What the task asks.
For each entry below, please return its exact wording and leave out any picture.

──────────────────────────────

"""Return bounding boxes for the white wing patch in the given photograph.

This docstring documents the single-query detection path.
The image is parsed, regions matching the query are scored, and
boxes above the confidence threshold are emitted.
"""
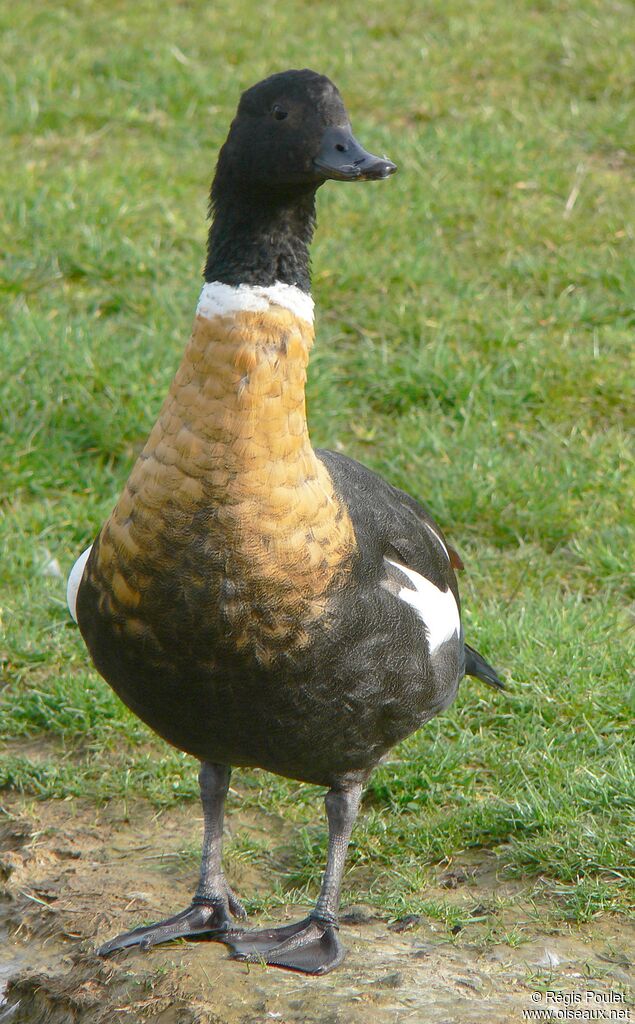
[421,520,450,562]
[67,545,92,623]
[386,559,460,653]
[197,281,315,325]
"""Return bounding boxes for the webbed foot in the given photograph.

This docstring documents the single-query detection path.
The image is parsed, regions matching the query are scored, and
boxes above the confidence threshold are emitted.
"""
[98,892,246,956]
[225,915,344,975]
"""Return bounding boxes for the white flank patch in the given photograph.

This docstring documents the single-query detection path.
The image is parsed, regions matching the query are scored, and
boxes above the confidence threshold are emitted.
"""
[67,545,92,623]
[197,281,314,325]
[386,559,460,653]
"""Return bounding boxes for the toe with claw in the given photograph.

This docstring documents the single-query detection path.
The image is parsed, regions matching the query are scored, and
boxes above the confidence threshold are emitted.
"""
[98,897,237,956]
[225,915,344,975]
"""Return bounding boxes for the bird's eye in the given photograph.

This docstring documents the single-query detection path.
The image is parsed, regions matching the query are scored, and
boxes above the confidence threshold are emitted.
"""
[272,105,288,121]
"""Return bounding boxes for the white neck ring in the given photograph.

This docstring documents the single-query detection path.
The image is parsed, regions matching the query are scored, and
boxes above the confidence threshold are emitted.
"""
[197,281,314,325]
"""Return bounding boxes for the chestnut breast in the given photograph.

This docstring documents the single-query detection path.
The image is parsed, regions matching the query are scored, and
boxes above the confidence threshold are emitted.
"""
[81,306,356,668]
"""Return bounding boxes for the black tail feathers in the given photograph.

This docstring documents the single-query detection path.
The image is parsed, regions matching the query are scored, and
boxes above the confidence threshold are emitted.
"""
[464,644,505,691]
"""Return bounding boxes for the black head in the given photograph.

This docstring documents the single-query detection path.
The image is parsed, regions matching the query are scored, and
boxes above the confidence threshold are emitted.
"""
[205,71,396,289]
[212,69,397,199]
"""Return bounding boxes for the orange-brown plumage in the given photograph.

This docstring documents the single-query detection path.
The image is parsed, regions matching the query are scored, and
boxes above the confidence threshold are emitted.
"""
[85,306,355,664]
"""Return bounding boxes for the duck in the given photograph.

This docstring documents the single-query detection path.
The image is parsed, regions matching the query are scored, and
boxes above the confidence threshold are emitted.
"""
[67,68,503,976]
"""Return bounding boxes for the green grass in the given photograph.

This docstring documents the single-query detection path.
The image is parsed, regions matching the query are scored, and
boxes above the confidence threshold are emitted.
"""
[1,0,634,925]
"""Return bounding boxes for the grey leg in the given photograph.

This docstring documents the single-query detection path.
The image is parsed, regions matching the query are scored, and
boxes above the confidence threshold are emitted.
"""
[225,779,363,974]
[99,761,245,956]
[193,762,246,917]
[312,782,362,924]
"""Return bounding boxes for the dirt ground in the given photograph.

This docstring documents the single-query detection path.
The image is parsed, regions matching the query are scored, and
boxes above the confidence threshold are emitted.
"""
[0,793,632,1024]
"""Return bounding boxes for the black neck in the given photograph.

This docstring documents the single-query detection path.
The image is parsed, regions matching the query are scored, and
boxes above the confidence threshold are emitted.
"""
[204,186,317,292]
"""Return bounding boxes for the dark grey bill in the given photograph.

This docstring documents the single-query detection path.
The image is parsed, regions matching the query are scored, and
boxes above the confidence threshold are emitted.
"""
[314,125,397,181]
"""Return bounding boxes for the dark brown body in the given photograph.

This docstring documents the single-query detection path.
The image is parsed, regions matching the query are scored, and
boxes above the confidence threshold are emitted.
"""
[77,304,462,787]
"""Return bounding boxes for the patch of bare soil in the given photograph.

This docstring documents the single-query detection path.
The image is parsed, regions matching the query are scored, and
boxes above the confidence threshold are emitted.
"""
[0,794,633,1024]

──────────────────────────────

Answer for this exercise.
"""Return bounding boxes for the white wing patch in the given photograph.

This docstring documents the single-query detection path.
The image is parsed, regions matching the query are scored, and
boxes above the confidence threshold are emitted.
"""
[421,520,450,562]
[67,545,92,623]
[386,559,460,653]
[197,281,315,325]
"""Return bounding boxes for the webbed foot in the given photograph.

This docstring documents the single-query detection path.
The image is parsed, regions matching the query are scored, and
boxes above the confidence threshold are emitted.
"""
[98,892,246,956]
[225,915,344,975]
"""Return bounding boxes for the white flank patch in the given photograph.

This docstring documents the single-query detection path.
The image is parsed, regions matching the query are scored, and
boxes above the confidence threshold are emitted.
"""
[67,545,92,623]
[197,281,314,325]
[386,559,460,653]
"""Return bounding boxes for the toe with claw in the given photograph.

This docstring documents the single-query detection path.
The image is parsed, regions matching the query are scored, and
boxes above the confidence threshold are emitted.
"""
[98,897,237,956]
[225,915,344,975]
"""Return bounding boxes for the bird's eye in the given photograph.

This docstring documents the single-query detection path.
The image is parsed, regions matching the query are scored, and
boxes above the confidence threshold are emitted.
"""
[272,105,288,121]
"""Return bounding boxes for the white neck ring in the given photograph.

This docstring documents the single-query detection path.
The image is parsed, regions matching the query are scored, and
boxes above the confidence threshold are emitted.
"""
[197,281,314,325]
"""Return bounding boxes for the chestnut breast in the given photograph.

This docstring documents the single-query detection path.
The image is parsed, regions matching the query are scored, and
boxes above the confidence threshold are emitted.
"""
[81,306,356,668]
"""Return bounding boxes for the black tail feathers in the given photograph.

This docstring documents the single-query detection path.
The image is parsed, regions matching the query are scored, and
boxes above the confidence threshold are emitted.
"""
[464,644,505,691]
"""Return bounding boxes for the black head in the given photograph.

This docstring documents the single-query detection path.
The image is parsed, regions matching the query are scored, and
boxes above the confidence threshold are emitted.
"""
[205,71,396,289]
[212,69,397,199]
"""Return bounding boxes for the orange-brown plumage in the given photograph.

This docstring documents the single-query detection path.
The image is parsed, regions matching the query are scored, and
boxes above the confidence threshold are emitted.
"""
[85,306,355,664]
"""Return bounding boxes for the duck in the given photograph.

This docstring documents the single-query detection path.
The image is parsed, regions matching the query are scored, and
boxes above the confidence threshold are emitted.
"""
[67,68,503,976]
"""Return bounding boxes for the green grass in the given photograph.

This docstring documents the single-query detection path.
The image is parsed, regions matching the query are scored, and
boxes above the confidence threshold are emitted.
"""
[1,0,634,925]
"""Return bounding boxes for the grey leg in the given photograph.

This docstring documents the single-query detection path.
The image is parsed, regions matching the query are scored, and
boxes above the confidence threshold are emitted.
"""
[225,779,363,974]
[99,761,245,956]
[193,762,246,917]
[312,782,362,924]
"""Return bounding boxes for the dirt ground in the given photograph.

This docstring documents the single-query detection path.
The image is parsed, regions matching the query are scored, and
boxes above the confidence threshold are emitted.
"""
[0,793,632,1024]
"""Return bounding boxes for the black neck in the given photograph.

This docstring documents the single-query detection path.
The image is parsed, regions matching the query are scored, and
boxes above the confidence threshold are emitted.
"""
[204,186,317,292]
"""Return bounding boxes for the dark grey bill in the given photograph.

This docstring documents the single-query detection path.
The image is parsed, regions matching the query are scored, and
boxes above the confidence threshold are emitted.
"""
[314,125,397,181]
"""Return bounding boxes for the dark brown body in the given photograph.

This docstring documents the single-query detection path.
The image is parsed, regions matching the query are scored, and
boxes above the confidence threshold are emitted.
"""
[77,304,462,787]
"""Return bounding boxes for the patch of bare soil in the given photograph.

This docstring documents the single-query detection path.
The image is parsed, regions matching the query are scored, and
boxes above the confidence threshold are emitted.
"""
[0,794,633,1024]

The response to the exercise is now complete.